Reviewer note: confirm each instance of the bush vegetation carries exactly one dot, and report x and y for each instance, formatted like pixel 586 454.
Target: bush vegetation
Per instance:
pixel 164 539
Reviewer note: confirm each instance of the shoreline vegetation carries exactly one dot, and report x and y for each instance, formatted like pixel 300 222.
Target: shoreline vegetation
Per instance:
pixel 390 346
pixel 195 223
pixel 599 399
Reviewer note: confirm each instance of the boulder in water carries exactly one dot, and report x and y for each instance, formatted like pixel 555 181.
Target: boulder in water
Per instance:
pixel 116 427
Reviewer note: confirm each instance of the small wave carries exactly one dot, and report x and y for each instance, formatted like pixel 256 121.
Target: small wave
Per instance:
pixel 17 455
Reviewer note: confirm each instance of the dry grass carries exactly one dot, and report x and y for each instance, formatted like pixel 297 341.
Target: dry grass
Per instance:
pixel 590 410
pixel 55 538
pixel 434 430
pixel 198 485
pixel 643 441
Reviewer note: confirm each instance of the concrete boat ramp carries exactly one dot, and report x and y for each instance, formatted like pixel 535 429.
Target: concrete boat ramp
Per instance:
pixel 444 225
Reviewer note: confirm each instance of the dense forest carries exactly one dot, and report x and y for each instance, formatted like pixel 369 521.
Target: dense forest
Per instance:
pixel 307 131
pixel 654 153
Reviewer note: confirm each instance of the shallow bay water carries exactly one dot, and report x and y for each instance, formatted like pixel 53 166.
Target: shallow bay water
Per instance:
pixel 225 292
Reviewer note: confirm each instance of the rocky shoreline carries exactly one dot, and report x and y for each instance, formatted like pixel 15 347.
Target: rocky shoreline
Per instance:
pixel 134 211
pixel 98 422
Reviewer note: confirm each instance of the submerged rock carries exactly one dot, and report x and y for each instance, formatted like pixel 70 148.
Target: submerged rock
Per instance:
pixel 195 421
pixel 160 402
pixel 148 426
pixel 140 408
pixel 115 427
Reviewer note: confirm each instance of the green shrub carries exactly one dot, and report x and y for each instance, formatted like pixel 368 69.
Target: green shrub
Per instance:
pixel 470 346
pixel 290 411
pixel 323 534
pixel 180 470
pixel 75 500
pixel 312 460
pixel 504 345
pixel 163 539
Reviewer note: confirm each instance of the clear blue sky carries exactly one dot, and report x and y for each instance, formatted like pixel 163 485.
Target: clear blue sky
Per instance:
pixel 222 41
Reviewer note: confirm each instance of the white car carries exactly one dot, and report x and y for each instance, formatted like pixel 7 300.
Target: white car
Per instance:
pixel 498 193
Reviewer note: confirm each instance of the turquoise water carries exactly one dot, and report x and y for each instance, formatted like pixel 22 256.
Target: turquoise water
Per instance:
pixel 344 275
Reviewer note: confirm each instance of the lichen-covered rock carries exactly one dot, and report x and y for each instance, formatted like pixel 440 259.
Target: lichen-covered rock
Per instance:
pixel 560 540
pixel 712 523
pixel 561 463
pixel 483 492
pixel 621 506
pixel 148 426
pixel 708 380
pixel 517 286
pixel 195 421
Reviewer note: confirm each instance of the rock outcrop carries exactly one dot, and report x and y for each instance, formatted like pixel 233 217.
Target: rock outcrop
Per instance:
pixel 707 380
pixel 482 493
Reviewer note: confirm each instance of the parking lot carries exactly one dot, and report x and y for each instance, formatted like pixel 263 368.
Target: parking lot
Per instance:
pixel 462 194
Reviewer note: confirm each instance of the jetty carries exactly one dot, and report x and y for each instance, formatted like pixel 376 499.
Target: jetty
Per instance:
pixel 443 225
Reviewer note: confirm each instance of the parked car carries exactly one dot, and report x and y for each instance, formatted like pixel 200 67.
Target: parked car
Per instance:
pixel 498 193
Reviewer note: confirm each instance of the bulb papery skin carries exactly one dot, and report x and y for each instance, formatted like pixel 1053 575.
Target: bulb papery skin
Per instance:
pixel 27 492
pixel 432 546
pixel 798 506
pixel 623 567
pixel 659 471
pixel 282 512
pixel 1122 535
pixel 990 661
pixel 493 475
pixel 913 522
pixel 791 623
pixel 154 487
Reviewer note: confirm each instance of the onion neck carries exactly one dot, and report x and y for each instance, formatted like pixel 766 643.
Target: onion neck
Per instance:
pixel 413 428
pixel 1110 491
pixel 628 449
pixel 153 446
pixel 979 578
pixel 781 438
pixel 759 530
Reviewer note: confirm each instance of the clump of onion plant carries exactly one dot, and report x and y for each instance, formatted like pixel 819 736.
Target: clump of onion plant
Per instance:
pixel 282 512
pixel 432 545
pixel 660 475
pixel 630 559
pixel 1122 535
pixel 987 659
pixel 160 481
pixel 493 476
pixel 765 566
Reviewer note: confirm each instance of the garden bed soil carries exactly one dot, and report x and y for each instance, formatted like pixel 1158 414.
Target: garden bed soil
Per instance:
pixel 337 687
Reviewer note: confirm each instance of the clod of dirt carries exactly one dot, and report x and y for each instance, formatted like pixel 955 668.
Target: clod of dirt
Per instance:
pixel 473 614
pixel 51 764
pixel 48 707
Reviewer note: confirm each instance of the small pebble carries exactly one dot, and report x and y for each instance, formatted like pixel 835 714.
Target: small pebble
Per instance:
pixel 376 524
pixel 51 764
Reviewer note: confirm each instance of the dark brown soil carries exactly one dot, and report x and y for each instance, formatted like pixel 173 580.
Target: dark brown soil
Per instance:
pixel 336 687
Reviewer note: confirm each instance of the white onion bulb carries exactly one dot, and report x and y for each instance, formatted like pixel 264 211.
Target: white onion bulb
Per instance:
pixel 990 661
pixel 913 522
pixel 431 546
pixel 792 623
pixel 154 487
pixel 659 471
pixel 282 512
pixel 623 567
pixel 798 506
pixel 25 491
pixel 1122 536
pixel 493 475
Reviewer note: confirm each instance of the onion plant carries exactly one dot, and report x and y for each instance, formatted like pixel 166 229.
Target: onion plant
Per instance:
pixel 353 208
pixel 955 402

[WHAT YOU HAVE TO DO] Copy out every item above, word for word, with nothing changed or left out.

[TASK RESPONSE]
Reviewer note: confirm each instance of the bush vegetation carries exactly one dot, and report x and y for each instance, formatted like pixel 586 454.
Target: bush vegetation
Per instance:
pixel 164 539
Reviewer note: confirm each instance of the shoreline vegetation carries exactly one dot, and report x and y for each instance, formatted like pixel 300 222.
Target: shoreline vegetation
Per instance:
pixel 390 346
pixel 195 223
pixel 599 399
Reviewer note: confirm each instance of the boulder in water carries exactly one dot, and report x and y for each instance, formatted like pixel 555 181.
Target: boulder in water
Per instance:
pixel 116 427
Reviewer note: confirm each instance of the small wave carries exactly one dot, and report x and y for each instance, formatted like pixel 256 121.
Target: small wave
Per instance:
pixel 17 455
Reviewer note: confirm each instance of the dry grass carries exactly one dot, and report x and y for each instance, formatted like pixel 297 341.
Target: dry grass
Per instance:
pixel 590 410
pixel 55 538
pixel 434 430
pixel 198 485
pixel 643 441
Reviewer note: confirm each instance of the concrete boat ramp carries exactly one dot, and report x and y for each instance, formatted like pixel 535 429.
Target: concrete boat ramp
Per instance:
pixel 444 225
Reviewer note: confirm each instance of the dense forest carries exactly one dot, and report x and y for each instance, formatted like pixel 369 521.
Target: dense forest
Per instance:
pixel 307 131
pixel 654 153
Reviewer note: confirm each instance of the shallow bay water carries exactly one dot, and report x and y for each instance, formatted like pixel 53 166.
Target: shallow bay water
Per instance:
pixel 225 292
Reviewer note: confirm each instance of the rocky shoreline carries exactly one dot, and report x and y for each instance, formatted like pixel 15 347.
Target: rocky shoreline
Per instance:
pixel 134 211
pixel 98 422
Reviewer note: confirm each instance of the submerged rock carries exactly one dot, and report x and y for each instance, formatted like pixel 70 148.
Target: submerged rock
Per instance:
pixel 195 421
pixel 160 402
pixel 148 426
pixel 140 408
pixel 115 427
Reviewer note: confirm each instance of the green shrub carries exactly one dot, and report x and y for each instance, formatted like pixel 368 69.
Target: green shrub
Per instance:
pixel 470 346
pixel 290 411
pixel 323 534
pixel 180 470
pixel 75 500
pixel 312 460
pixel 504 345
pixel 163 539
Reviewer note: confirm each instance of the clear blue sky carries exactly one dot, and report x and y for each instance, formatted like pixel 163 485.
Target: clear blue sky
Per instance:
pixel 222 41
Reviewer note: confirm each instance of the white car carries exactly one dot, and report x and y for each instance, formatted like pixel 7 300.
Target: white car
Per instance:
pixel 498 193
Reviewer note: confirm each instance of the turquoise water carries exactly one dot, and report x and y for each instance, formatted like pixel 22 256.
Target: turquoise water
Per instance:
pixel 344 275
Reviewer note: confirm each instance of the lichen-covered rock carries exactly one dot, and report x and y for each instance, formatted like pixel 440 259.
Target: lichen-covered rock
Per instance:
pixel 560 540
pixel 712 523
pixel 561 463
pixel 483 492
pixel 621 506
pixel 148 426
pixel 708 380
pixel 517 286
pixel 195 421
Reviewer note: confirm each instance of the rock outcrop carries exactly one dot, and report x and y for each instance, formatted like pixel 233 217.
Target: rock outcrop
Per instance:
pixel 707 380
pixel 482 493
Reviewer note: confirm each instance of the parking lot carries exactly one dot, and report x and y for each instance, formatted like pixel 263 368.
Target: parking lot
Per instance:
pixel 462 194
Reviewer note: confirm each instance of the jetty carries exactly one dot, and report x and y for each instance, formatted like pixel 376 499.
Target: jetty
Per instance:
pixel 443 225
Reviewer note: confirm each instance of the parked car carries exactly one dot, and report x and y for each instance, formatted like pixel 200 67.
Target: parked car
Per instance:
pixel 498 193
Reviewer note: confirm each instance of the bulb papery skin carries exactly one dot, and report x and y for each instance, formatted like pixel 1053 575.
Target: bulb papery skin
Per instance:
pixel 27 492
pixel 432 546
pixel 798 506
pixel 623 567
pixel 659 471
pixel 282 512
pixel 1122 535
pixel 990 661
pixel 493 475
pixel 913 522
pixel 791 623
pixel 154 487
Reviewer note: confirm each instance of the onion neck carries exactly one dot, and report x and y for each instance, formatted like pixel 766 643.
Target: onion neck
Per instance:
pixel 413 428
pixel 1110 491
pixel 628 449
pixel 153 446
pixel 979 578
pixel 781 438
pixel 759 530
Reviewer note: confirm each instance of the clump of onion plant carries exactly one dot, and report x and y for each instance, formatted like pixel 819 736.
Target: clump of onion plant
Per instance:
pixel 282 512
pixel 432 545
pixel 660 475
pixel 630 559
pixel 1122 535
pixel 987 659
pixel 160 481
pixel 493 476
pixel 765 566
Reviewer note: confirm each instance of the garden bed soil carries exactly one dot, and report x and y for each instance, formatted like pixel 1158 414.
Target: garden bed soil
Per instance:
pixel 337 687
Reviewer note: confirm each instance of the clod of dirt carries exactly one dot, and report x and y for each instance, formatted like pixel 955 668.
Target: clod of dirt
Per instance:
pixel 473 614
pixel 51 764
pixel 48 707
Reviewer note: confirm each instance of the small pebble carries exactly one dot, and report x and y for each instance, formatted like pixel 835 714.
Target: small pebble
Per instance:
pixel 376 524
pixel 51 764
Reviewer note: confirm each instance of the dark brown soil carries exactly one dot, and report x and y for each instance, formatted like pixel 173 580.
Target: dark brown soil
Per instance:
pixel 336 687
Reviewer note: confirm each instance of the white onion bulb carries exactly one dot, and report x and y for each instance, formatted like pixel 264 211.
Target: white onion bulb
Per instance:
pixel 990 661
pixel 913 522
pixel 431 546
pixel 792 623
pixel 154 487
pixel 659 471
pixel 282 512
pixel 623 567
pixel 798 506
pixel 25 491
pixel 1122 536
pixel 493 475
Reviewer note: confirm each instance of the onion plant carries exactly one dot, and report x and y for each instance, formatted like pixel 166 229.
Target: onion plant
Per instance:
pixel 353 208
pixel 955 402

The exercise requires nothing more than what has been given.